== DATA FOR THE TASK ==
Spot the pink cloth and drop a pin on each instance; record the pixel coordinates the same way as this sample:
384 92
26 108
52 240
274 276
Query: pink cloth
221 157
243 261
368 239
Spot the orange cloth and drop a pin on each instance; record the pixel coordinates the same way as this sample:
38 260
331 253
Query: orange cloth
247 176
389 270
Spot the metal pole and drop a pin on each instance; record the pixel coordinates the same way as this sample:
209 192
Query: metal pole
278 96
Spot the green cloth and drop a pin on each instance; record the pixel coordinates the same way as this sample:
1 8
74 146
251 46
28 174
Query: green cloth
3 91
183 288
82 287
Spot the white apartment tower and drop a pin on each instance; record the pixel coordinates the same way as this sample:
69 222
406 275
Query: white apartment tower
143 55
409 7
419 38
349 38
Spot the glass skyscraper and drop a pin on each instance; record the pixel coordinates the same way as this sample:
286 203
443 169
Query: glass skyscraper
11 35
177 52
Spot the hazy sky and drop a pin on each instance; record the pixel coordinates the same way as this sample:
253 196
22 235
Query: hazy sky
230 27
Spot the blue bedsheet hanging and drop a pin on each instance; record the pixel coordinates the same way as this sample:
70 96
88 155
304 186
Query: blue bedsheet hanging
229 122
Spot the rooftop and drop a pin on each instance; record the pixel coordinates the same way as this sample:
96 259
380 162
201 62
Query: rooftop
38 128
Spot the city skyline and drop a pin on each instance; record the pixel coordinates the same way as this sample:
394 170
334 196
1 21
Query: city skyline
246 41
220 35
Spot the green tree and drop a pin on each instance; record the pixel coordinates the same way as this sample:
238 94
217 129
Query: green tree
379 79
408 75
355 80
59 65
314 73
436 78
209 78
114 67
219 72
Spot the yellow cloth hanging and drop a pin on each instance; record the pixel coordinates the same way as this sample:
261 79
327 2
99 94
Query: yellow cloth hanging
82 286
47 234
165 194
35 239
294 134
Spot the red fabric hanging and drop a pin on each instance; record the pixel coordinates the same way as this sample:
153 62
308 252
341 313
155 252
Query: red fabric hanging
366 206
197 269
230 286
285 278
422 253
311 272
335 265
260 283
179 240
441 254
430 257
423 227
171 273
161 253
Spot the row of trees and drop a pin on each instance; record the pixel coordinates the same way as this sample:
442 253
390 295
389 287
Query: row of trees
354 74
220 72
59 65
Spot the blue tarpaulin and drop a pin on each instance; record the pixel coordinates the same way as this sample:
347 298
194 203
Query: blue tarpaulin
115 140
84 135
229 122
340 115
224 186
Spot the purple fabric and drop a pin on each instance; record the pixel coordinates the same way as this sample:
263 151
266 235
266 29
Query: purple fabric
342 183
===
### EXERCISE REQUIREMENTS
Once more, write out the records above, exactly as they stand.

### ANSWER FOR THE TASK
Spot the pink cloth and drop a pin on each instance; record the pixel coordinates the same way as this sample:
384 92
26 108
52 240
274 276
Query: pink cloth
221 157
243 261
368 239
Spot the orange cloth and drop a pin on each instance; record the pixel coordinates the same way as this sample:
38 260
331 253
Query: orange cloth
247 176
389 270
Spot the metal pole and drop a pin on each instance; record the pixel coordinates the same way as this sample:
209 192
Query: metal pole
278 96
Spot the green cloth and drop a pin on each instance; record the pixel coordinates the same way as this sample:
1 8
74 146
251 46
28 174
Query: green cloth
3 91
183 288
82 287
Spot the white apartment tower and drop a pin on each instance; record the pixel coordinates the same way as this sample:
69 222
406 275
Query: white apartment tower
143 55
409 7
419 38
349 38
Spot the glass skyscraper and drop a pin on each instance; record the pixel coordinates the same way as this sample:
286 203
443 169
Query: glass skyscraper
11 35
177 52
Spot the hazy sky and drop a pin on each instance; record the pixel coordinates the same way as this sample:
253 196
22 235
Query: hazy sky
230 27
Spot the blue bedsheet hanging and drop a pin on each instance; record the pixel coordinates the same way as this sample:
70 96
88 155
304 186
Query: blue bedsheet hanging
229 122
Spot the rooftop and drop a pin on each instance; record the pixel coordinates the same way as this sample:
96 259
380 162
201 62
Query: rooftop
38 128
Spot the city skyline and drop a pin on each instance; record the pixel coordinates the same way as this sample:
394 170
334 196
1 21
Query: city skyline
246 41
220 35
Spot the green tree and drop a pin on each instance; record the pixel coordinates the same way as this sample:
238 94
217 129
Query: green tree
379 79
408 75
355 80
59 65
314 73
436 78
209 78
114 67
219 72
Spot the yellow cloth hanging and drop a pin on each instance; record the pixel coordinates the same way as this sample:
261 79
327 2
99 94
Query: yellow cloth hanging
82 286
47 234
165 194
35 239
294 134
Spot the red fabric hanging and drop a pin on each instance; record the pixel coordinates the same way as this sample:
153 62
308 252
341 313
155 252
Query: red fabric hanging
366 206
197 269
230 286
285 278
422 253
311 272
335 265
260 283
179 240
441 254
430 257
423 227
171 273
161 253
Spot the row of trees and drop a pin on each instance; record the pixel coordinates the same way as this sample:
442 253
390 295
389 287
Query: row of trees
354 74
220 72
59 65
Spot the blue tarpaulin and drop a pin on each instance; record the pixel coordinates the same way as this sample:
347 298
194 203
Query: blue tarpaulin
115 140
84 135
229 122
340 115
224 186
Spot the purple fabric and drop a pin on each instance; record the pixel coordinates the same way as this sample:
263 151
266 235
266 29
Query: purple fabric
342 183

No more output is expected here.